▸ **Listed records**:
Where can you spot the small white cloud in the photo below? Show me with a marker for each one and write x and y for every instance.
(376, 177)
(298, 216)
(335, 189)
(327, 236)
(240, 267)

▸ **Task statement**: Can you write out the rows again, swapping "small white cloud" for "little gray cloud" and leaving everything else unchanged?

▸ **Completed exercise**:
Where can you spot the little gray cloud in the photo below? Show me with a marker for each one and write x and y for every instance.
(376, 177)
(298, 216)
(335, 189)
(327, 236)
(240, 267)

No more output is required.